● **Prompt**
Write out every line of the records below word for word, omitting the pictures.

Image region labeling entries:
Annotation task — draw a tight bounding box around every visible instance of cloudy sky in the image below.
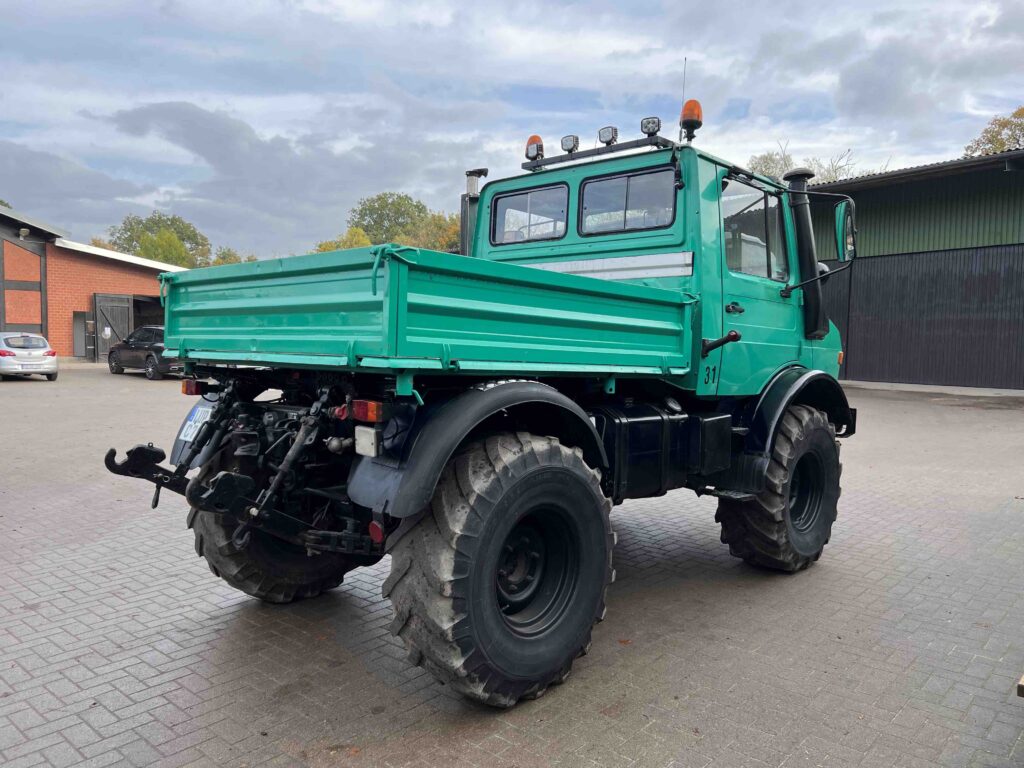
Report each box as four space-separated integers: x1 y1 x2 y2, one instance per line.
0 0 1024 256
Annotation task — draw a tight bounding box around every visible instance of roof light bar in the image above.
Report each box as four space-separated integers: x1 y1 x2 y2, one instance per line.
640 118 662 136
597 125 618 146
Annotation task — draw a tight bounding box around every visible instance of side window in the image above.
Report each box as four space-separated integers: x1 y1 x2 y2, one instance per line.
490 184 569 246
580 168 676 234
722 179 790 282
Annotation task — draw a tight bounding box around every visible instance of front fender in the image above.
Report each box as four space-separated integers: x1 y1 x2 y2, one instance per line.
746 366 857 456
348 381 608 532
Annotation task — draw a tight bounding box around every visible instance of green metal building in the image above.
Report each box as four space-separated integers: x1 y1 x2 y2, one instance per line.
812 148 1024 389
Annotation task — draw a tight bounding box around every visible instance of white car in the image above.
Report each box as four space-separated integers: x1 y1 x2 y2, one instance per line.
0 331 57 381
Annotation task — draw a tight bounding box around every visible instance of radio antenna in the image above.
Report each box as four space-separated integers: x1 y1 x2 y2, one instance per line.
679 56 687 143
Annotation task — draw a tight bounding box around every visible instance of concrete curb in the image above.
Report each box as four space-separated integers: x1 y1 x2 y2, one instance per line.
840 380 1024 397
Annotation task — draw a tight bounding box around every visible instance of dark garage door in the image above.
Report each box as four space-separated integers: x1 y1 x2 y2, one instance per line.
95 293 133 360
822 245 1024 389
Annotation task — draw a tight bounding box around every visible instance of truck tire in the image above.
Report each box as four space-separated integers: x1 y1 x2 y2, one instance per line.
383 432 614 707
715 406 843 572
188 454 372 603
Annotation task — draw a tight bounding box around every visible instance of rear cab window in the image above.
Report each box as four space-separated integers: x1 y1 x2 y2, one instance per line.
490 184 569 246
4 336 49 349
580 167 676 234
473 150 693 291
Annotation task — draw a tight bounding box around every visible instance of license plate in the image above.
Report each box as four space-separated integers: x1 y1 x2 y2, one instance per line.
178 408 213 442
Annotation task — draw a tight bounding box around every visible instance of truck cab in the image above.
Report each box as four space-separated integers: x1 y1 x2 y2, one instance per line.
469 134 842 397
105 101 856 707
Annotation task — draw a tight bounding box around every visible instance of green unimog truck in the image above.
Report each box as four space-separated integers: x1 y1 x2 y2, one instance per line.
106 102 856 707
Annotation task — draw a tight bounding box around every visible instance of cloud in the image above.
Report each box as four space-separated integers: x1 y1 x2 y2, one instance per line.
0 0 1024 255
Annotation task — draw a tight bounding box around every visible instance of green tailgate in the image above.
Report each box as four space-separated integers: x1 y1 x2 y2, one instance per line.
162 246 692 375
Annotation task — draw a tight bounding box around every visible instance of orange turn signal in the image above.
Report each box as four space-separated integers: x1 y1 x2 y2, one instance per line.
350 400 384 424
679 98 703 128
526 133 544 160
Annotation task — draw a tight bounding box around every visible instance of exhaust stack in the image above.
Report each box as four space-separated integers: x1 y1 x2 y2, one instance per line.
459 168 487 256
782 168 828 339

● **Task solution**
Annotation task — draw a tight bounding box around every visible instance of cloudy sky in the image below.
Report each box as four space-separated integers: x1 y1 x2 y2, one instance per line.
0 0 1024 256
Annotation task — draw a tight bounding box around every visible instance of roof light bar in the image above.
Report each box as four space-separated integers: x1 y1 x2 y2, one instance per line.
640 118 662 136
597 125 618 146
Annotation task — draw a tight bounding box around every visible instance of side window in the image above.
Report each box as four space-separated integers: x1 y1 x2 y2, one instance per line.
490 184 569 246
580 168 676 234
722 179 790 282
Annotation task — draw a tight bounding box around every visible instance of front fender in the image above.
Report each box as four space-separated integers: x1 y1 x2 y2, one instance per line.
746 366 857 456
348 381 608 532
Annotation task — draw a tight bounding box around every visible instance of green metal building in the image above.
Report each box as four space-separated integers: x1 y1 x2 y2, one instance per line.
812 148 1024 389
Annotation task — draw a tight bounding box around every visible instance of white car in the image above.
Report each box as four space-separated integers: x1 y1 x2 y2, one instance per line.
0 331 57 381
Annotation task — draw a tight bounding box around every visible instance of radio antenna in the image above.
Report each box as four space-separated integers: x1 y1 x2 y2, one instance per line.
679 56 687 143
Annotation task — draw a tight bounding box around every visible instance of concrete curb in the image above.
Report each box as four space-separated integers: x1 y1 x2 y2, one instance per line.
840 380 1024 397
Annotation task — draw a tight bounding box around every visible instance of dark garage door in the image above.
Report each box as four space-separated integers: x1 y1 x2 y2, one instance per line.
95 293 133 360
822 245 1024 389
Annotation task — draw a tight bounding box around every visible instance of truck tire in the image above.
Report each box as four space-separated integers: x1 y1 x2 y2, one instance per line.
383 432 614 707
715 406 843 572
188 454 372 603
Annotation task — draw a tight bounding box around every visible instance of rear cab window in the image above.
Report each box as four space-separated integers: x1 y1 x2 y2, one instance per line.
490 184 569 246
4 336 49 349
580 167 676 234
473 150 693 291
Annotation task — draw a tight bounding box around every visible instance of license plate in the image above.
Report each box as four space-separated integers: x1 y1 x2 y2, one instance per line.
178 408 213 442
Annotation task — draw a tight bounding box around every visible instance of truck cab in the image above.
Report each box as four space-separated integers: x1 y1 x2 y2, one instance per line.
469 134 842 397
105 101 856 707
Annotation task — draw a tight bounding box around every visible instance of green unimog truck in the image above.
Report each box as four space-separated integers: x1 y1 x2 y2, one instance per line.
106 102 856 707
Annotation task — draw a tight bounding box around every visible instance of cloud in the image above.
Report each box as four space-separated integers: x1 y1 x2 y2, one instance per line.
0 0 1024 255
Annotation task — draw a tight bounding box around every visible instance of green tailgate in the image above.
Report each box as four space-separated integers: x1 y1 x2 y2, one instance per line.
162 246 692 375
Annotation task — draw a tight bounding box around every visible instance of orange turn signal in the image above.
Report each box as four space-separated integers: x1 y1 x2 y2, one instance per line.
350 400 384 424
679 98 703 128
526 133 544 160
Annotation task — draw a tight bounding box around every visible instance of exhaust stack in the image above.
Report each box as four space-separated integers: x1 y1 x2 y2, one instance per line.
459 168 487 256
782 168 828 339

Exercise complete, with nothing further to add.